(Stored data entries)
+ + + + + + +

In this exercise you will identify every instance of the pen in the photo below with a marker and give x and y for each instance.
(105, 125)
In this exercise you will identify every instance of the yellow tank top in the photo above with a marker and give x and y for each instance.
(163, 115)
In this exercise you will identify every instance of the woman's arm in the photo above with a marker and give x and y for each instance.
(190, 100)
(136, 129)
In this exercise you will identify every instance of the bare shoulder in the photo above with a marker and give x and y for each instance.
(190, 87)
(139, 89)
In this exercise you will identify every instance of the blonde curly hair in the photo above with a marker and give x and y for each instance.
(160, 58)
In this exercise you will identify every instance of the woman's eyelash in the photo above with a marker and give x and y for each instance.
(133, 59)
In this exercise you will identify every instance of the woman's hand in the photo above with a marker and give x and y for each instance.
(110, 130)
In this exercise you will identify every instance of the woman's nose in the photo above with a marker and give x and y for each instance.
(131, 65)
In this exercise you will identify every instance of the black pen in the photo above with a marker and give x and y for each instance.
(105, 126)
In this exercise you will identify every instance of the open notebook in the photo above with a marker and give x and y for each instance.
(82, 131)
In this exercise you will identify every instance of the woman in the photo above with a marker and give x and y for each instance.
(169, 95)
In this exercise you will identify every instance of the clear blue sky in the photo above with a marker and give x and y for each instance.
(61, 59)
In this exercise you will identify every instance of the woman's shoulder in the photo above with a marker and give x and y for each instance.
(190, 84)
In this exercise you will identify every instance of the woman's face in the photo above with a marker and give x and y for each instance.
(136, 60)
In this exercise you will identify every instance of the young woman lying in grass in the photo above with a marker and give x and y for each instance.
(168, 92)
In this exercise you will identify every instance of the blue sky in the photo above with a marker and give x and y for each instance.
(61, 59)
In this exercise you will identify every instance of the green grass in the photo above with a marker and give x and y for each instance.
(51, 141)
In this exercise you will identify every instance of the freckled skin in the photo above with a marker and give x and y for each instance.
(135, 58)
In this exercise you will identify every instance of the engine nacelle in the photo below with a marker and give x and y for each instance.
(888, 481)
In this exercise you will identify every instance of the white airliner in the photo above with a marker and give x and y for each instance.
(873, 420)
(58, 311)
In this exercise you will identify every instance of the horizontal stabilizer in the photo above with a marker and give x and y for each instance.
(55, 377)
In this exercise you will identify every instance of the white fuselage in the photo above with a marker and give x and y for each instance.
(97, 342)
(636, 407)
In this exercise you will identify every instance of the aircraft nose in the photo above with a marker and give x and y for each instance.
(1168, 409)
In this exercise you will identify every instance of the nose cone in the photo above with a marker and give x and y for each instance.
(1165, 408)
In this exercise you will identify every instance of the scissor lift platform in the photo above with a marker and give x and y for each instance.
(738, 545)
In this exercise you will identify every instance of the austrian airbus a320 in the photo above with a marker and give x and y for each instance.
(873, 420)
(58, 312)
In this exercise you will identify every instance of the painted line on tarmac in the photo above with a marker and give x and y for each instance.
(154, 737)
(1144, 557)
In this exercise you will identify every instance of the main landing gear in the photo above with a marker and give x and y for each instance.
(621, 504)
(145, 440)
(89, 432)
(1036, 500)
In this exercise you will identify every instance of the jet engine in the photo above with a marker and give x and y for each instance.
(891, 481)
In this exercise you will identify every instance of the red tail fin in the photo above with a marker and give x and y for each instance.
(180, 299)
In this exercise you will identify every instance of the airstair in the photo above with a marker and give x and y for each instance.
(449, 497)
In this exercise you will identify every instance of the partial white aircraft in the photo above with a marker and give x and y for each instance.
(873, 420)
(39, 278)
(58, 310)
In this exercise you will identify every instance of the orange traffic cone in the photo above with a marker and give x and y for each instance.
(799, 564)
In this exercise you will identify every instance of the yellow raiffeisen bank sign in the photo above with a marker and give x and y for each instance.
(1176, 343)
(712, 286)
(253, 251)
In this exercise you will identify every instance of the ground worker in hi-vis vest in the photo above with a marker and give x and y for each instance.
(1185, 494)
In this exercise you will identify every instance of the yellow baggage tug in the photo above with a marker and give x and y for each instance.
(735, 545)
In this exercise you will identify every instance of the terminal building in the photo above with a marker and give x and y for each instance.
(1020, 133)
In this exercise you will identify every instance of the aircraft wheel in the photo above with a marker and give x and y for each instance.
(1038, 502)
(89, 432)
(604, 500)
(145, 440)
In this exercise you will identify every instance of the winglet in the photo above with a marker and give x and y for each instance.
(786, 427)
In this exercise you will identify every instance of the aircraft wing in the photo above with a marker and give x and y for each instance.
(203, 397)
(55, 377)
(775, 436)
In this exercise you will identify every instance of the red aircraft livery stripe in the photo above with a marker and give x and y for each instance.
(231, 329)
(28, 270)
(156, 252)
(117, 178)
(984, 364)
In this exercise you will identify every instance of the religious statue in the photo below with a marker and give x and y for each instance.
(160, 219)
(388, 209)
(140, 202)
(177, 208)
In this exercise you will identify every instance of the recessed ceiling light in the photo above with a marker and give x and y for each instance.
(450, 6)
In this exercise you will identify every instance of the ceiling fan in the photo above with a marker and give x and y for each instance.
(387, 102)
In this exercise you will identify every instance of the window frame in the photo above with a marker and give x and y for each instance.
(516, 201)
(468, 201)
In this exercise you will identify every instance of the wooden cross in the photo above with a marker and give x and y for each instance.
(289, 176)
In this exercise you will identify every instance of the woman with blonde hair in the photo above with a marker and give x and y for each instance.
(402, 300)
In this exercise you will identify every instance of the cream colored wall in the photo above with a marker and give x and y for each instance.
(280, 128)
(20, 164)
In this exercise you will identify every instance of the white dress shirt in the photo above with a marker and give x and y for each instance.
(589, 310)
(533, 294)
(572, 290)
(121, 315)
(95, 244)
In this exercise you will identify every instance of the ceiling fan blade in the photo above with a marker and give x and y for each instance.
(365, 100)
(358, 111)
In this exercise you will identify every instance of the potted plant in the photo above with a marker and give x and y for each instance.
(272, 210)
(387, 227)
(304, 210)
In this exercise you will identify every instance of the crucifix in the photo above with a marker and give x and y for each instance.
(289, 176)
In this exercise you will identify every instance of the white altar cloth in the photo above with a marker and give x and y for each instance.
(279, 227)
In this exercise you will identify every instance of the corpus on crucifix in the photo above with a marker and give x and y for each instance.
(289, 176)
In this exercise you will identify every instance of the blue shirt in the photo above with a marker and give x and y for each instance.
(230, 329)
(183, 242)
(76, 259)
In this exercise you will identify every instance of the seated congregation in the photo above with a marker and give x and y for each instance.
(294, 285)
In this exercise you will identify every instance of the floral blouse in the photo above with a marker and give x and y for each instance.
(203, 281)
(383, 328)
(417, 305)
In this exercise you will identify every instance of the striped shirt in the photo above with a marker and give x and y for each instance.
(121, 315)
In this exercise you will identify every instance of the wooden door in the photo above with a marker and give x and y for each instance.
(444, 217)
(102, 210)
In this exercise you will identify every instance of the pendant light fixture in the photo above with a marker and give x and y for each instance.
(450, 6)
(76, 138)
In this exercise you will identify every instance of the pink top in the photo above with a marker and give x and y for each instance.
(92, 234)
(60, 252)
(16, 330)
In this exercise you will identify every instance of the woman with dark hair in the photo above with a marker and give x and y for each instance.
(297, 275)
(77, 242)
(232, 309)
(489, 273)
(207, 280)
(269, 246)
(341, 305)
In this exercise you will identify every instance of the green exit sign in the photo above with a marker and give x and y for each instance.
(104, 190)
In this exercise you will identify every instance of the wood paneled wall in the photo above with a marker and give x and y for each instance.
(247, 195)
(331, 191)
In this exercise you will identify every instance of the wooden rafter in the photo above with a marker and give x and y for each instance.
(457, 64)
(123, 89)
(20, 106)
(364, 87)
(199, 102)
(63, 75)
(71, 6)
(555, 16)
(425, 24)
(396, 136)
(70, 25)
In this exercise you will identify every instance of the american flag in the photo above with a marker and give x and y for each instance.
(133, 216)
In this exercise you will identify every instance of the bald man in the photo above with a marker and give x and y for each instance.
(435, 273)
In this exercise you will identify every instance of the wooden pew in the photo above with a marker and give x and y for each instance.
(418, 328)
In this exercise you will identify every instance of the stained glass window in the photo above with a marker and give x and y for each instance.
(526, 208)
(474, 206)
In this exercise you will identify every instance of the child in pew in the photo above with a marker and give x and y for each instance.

+ + + + + + +

Take the lines above from the one holding "the green exit" to the last and output them exactly.

Answer to the exercise -
In this exercise you will identify every instance of the green exit sign in the photo above with a marker and give x and y for each instance.
(104, 190)
In this exercise you will identify every instance of the wood paneled wall in the photo above with a marker and give x and y for each instance.
(247, 195)
(331, 191)
In this exercise you will identify every instance of the wooden rafter in the photo above with a marker and give x and y for each instance.
(457, 64)
(123, 89)
(20, 106)
(364, 87)
(199, 102)
(63, 75)
(71, 6)
(555, 16)
(425, 24)
(396, 136)
(70, 25)
In this exercise you will identify every instance of the american flag in the photo above with a marker and give x and y for each instance.
(133, 216)
In this exercise you will identify every instance of the bald man in the photo above with a marker and give x and y for each instance.
(435, 273)
In this exercise you will identify every instance of the wooden pew in the photo above with a marker and give x and y for each instance.
(418, 328)
In this exercise you will identify every instance of the stained glass window in the photo above with a marker and give x and y for each instance.
(526, 208)
(474, 206)
In this exercise you will identify every instance of the child in pew in the photo above with a marker and give x and y for each instance.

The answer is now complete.